(Referring expression data)

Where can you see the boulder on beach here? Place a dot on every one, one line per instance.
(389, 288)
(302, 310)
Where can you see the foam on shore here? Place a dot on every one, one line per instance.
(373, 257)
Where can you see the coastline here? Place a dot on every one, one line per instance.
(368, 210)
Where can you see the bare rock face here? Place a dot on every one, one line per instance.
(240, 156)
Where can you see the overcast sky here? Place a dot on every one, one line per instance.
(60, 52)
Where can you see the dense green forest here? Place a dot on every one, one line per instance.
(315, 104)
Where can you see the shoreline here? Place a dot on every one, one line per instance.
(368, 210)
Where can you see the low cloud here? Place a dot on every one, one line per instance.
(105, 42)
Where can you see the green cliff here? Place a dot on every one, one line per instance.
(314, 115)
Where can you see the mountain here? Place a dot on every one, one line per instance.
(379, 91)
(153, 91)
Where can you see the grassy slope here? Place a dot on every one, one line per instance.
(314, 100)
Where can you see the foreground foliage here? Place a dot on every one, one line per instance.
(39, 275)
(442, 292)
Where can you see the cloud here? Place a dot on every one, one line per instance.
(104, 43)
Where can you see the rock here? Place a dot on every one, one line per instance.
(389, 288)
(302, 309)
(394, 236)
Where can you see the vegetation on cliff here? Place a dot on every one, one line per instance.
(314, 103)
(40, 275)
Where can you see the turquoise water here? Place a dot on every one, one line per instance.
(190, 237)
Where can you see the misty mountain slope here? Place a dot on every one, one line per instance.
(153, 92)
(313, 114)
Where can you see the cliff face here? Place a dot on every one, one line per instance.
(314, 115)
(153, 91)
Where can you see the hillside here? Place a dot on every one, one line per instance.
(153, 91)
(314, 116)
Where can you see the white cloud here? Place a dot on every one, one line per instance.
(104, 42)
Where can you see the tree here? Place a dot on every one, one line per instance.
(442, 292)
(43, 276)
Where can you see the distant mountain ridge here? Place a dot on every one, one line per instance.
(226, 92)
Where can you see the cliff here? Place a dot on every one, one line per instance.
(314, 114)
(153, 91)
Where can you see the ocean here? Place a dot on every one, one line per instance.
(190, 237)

Task goal: Word for word, repeat each entry shown above.

Solution to this task:
Where can you see the boulder on beach here? Place a dot on every one, one line per instance.
(389, 288)
(302, 310)
Where can you see the foam on shore here? Place a dot on every one, one line per instance.
(373, 257)
Where can you see the coastline here? Place a dot on every one, one line per instance.
(368, 210)
Where can you see the bare rock face here? Place a dot on every one, one line per instance.
(240, 156)
Where can you see the overcast sky here? Place a dot on every one, one line per instance.
(60, 52)
Where can you see the dense green forest here? Place a dot on every one, one line per instance.
(315, 104)
Where can you see the shoreline here? Place a dot on every one, one line per instance.
(368, 210)
Where can you see the low cloud here? Place a dot on every one, one line per instance.
(105, 42)
Where can you see the green cliff here? Place a dot on every one, one line per instance.
(314, 115)
Where can you see the mountain here? Place a dot on every one, one line per instance.
(379, 91)
(153, 91)
Where can you see the grassy slope here? Place a dot on every one, one line per instance.
(314, 100)
Where can you see the foreground foliage here? Place a dot on every one, one line per instance.
(39, 275)
(442, 292)
Where can you see the cloud here? Place a dot on every one, one line per instance.
(104, 43)
Where can you see the rock here? Place a dot on every one, one line per instance.
(389, 288)
(302, 309)
(394, 236)
Where can you see the vegetation on cliff here? Place a dot on every one, one line per instance.
(314, 103)
(40, 275)
Where can you see the turquoise water here? Place a dot on every one, one line per instance.
(190, 237)
Where can you see the misty mountain slope here? Place a dot on every one, one line per instance.
(153, 92)
(313, 114)
Where can you see the cliff face here? Place a dot on every one, one line per instance.
(314, 115)
(153, 91)
Where can you see the hillside here? Place a dot on every one, one line per instance.
(153, 91)
(314, 116)
Where can you see the white cloud here? Place a dot on every one, one line per instance.
(104, 42)
Where can you see the tree here? Place a dot on every one, one line per instance.
(442, 292)
(43, 276)
Where can you see the distant mountain ridge here? Place a dot on every one, one line per instance.
(226, 92)
Where can you see the cliff here? Place a dot on every one, one line per instance.
(314, 114)
(153, 91)
Where can you see the ocean here? Place a dot on every one, one line per instance.
(190, 237)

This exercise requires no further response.